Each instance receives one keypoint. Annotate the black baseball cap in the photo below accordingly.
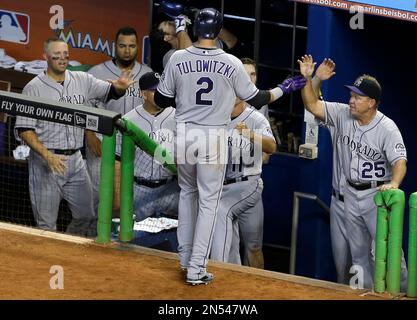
(367, 86)
(149, 81)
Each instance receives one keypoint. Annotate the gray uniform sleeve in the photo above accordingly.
(265, 128)
(166, 84)
(24, 122)
(97, 89)
(244, 88)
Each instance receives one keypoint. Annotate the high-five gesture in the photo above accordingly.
(326, 69)
(306, 65)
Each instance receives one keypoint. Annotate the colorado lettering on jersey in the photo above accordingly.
(75, 99)
(206, 66)
(364, 150)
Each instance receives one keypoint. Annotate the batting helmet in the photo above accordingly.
(208, 23)
(171, 9)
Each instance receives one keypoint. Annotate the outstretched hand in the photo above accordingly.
(125, 81)
(306, 65)
(326, 69)
(292, 84)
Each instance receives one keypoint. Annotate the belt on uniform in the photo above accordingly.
(337, 195)
(67, 152)
(152, 183)
(366, 186)
(229, 181)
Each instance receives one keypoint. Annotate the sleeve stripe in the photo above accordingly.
(251, 96)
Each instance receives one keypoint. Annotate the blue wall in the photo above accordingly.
(379, 50)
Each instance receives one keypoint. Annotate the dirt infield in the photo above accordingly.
(104, 272)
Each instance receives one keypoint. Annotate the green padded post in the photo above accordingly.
(394, 201)
(381, 244)
(106, 190)
(126, 188)
(412, 248)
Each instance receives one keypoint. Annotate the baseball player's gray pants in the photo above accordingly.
(339, 240)
(47, 189)
(154, 201)
(360, 224)
(201, 166)
(251, 226)
(236, 203)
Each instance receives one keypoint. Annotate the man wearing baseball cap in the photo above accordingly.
(156, 191)
(367, 86)
(373, 158)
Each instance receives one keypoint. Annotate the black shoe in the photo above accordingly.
(206, 279)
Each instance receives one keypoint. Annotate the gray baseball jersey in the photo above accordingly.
(205, 83)
(47, 188)
(163, 199)
(244, 158)
(239, 199)
(78, 88)
(367, 154)
(132, 98)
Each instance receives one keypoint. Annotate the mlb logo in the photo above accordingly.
(14, 27)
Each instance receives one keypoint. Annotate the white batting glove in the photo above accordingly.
(181, 23)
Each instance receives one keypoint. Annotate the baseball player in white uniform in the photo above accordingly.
(203, 81)
(56, 167)
(156, 189)
(125, 60)
(243, 186)
(373, 157)
(338, 234)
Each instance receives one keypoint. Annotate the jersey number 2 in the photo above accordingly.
(198, 99)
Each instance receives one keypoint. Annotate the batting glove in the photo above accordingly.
(292, 84)
(181, 23)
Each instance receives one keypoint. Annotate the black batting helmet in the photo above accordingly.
(208, 23)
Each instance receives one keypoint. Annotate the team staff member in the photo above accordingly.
(156, 189)
(56, 167)
(125, 60)
(373, 157)
(338, 234)
(203, 82)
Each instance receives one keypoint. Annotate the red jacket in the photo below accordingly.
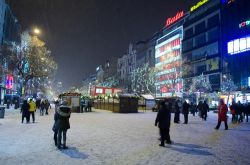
(222, 112)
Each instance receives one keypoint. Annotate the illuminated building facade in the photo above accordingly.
(201, 47)
(236, 41)
(168, 59)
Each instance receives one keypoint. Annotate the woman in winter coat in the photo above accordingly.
(222, 114)
(177, 113)
(25, 111)
(163, 120)
(62, 116)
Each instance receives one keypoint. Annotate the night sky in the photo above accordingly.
(82, 34)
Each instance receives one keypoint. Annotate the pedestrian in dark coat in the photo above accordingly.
(25, 111)
(248, 111)
(62, 123)
(204, 110)
(185, 111)
(163, 120)
(177, 112)
(222, 114)
(42, 107)
(47, 105)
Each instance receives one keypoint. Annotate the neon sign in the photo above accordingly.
(238, 45)
(199, 4)
(9, 82)
(172, 20)
(244, 24)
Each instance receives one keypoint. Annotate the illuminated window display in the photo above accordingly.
(168, 64)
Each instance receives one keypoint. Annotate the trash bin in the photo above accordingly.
(2, 112)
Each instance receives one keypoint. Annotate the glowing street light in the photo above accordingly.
(36, 31)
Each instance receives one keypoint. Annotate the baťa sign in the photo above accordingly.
(172, 20)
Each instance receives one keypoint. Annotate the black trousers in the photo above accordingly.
(164, 132)
(176, 117)
(185, 118)
(33, 116)
(61, 133)
(27, 118)
(219, 123)
(204, 115)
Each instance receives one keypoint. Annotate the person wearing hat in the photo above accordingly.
(61, 125)
(163, 119)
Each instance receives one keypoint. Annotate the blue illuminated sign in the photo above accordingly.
(238, 45)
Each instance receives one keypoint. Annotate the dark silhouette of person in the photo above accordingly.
(163, 120)
(25, 111)
(177, 112)
(204, 110)
(185, 111)
(222, 114)
(62, 123)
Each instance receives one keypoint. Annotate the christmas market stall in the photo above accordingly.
(73, 100)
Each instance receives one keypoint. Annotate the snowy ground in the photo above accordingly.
(106, 138)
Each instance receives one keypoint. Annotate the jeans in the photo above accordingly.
(59, 137)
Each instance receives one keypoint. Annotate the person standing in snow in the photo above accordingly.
(204, 110)
(62, 123)
(222, 114)
(32, 109)
(163, 120)
(185, 111)
(177, 112)
(25, 111)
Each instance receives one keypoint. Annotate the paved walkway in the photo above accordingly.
(106, 138)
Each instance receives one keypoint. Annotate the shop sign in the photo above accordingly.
(244, 24)
(199, 4)
(174, 19)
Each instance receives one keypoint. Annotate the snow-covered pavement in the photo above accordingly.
(106, 138)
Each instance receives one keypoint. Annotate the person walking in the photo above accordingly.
(42, 107)
(233, 113)
(185, 111)
(25, 111)
(240, 111)
(204, 110)
(163, 120)
(177, 112)
(62, 123)
(247, 111)
(47, 105)
(32, 109)
(222, 114)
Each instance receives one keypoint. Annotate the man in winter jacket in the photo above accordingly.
(62, 123)
(222, 114)
(163, 121)
(185, 111)
(32, 109)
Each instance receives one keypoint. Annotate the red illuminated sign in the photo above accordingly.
(244, 24)
(172, 20)
(9, 82)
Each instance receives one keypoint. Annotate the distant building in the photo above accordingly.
(125, 65)
(2, 16)
(236, 42)
(201, 50)
(145, 51)
(168, 57)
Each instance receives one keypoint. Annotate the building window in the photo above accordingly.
(213, 34)
(200, 27)
(187, 45)
(213, 21)
(200, 39)
(189, 32)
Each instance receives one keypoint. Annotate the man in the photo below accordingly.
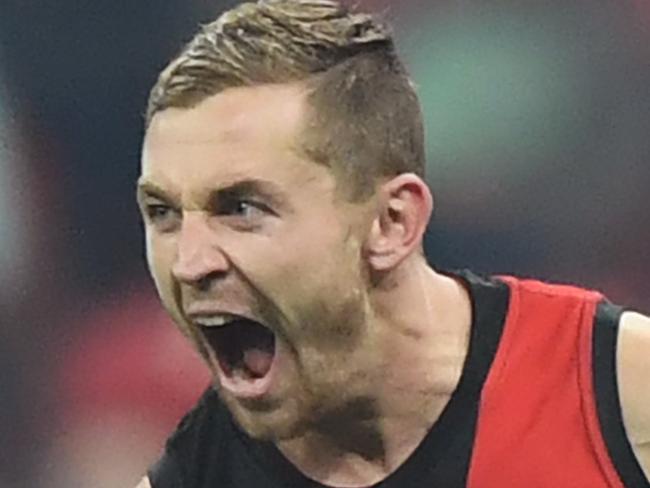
(284, 205)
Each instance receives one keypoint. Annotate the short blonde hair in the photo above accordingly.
(366, 120)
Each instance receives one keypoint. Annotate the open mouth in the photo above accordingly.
(244, 348)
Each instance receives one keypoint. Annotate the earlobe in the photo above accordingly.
(403, 214)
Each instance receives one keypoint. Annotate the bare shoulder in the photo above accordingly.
(634, 382)
(144, 483)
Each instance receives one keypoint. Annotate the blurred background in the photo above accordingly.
(538, 118)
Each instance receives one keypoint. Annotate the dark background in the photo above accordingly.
(537, 119)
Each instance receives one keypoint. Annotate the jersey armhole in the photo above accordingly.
(165, 473)
(608, 404)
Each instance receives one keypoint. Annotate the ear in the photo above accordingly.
(405, 206)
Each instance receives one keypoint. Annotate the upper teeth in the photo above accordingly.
(215, 320)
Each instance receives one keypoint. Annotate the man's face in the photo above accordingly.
(258, 259)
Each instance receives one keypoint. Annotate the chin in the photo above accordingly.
(273, 424)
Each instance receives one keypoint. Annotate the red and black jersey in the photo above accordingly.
(537, 406)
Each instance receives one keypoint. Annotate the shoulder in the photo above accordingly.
(195, 440)
(144, 483)
(633, 371)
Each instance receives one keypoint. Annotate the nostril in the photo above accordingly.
(204, 282)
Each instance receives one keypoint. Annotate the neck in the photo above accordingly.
(422, 320)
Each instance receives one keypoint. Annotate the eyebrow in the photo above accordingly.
(249, 187)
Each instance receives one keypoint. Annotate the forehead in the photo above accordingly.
(241, 133)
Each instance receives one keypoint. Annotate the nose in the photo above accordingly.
(198, 257)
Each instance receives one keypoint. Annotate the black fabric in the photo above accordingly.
(608, 405)
(208, 450)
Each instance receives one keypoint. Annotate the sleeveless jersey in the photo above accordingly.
(536, 407)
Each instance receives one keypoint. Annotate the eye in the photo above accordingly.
(239, 207)
(162, 216)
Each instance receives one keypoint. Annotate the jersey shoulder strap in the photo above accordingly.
━━━━━━━━━━━━━━━━━━━━
[Assignment]
One line above contains "Each instance receives one keypoint. Annotate the black fabric". Output that line and each one after it, word for word, and nothing else.

[Problem solution]
Each instance receives one keypoint. Annotate the black fabric in the photo above accordingly.
(608, 405)
(208, 450)
Each instance receives one keypoint. Annotate the sleeveless jersey in the photo above accordingly.
(536, 407)
Each instance receives one keypoint. Annotate the eye in the photo above accordingly.
(239, 207)
(162, 216)
Each instance receives one keypoint. Annotate the jersey shoulder strap in the photo above accordingly.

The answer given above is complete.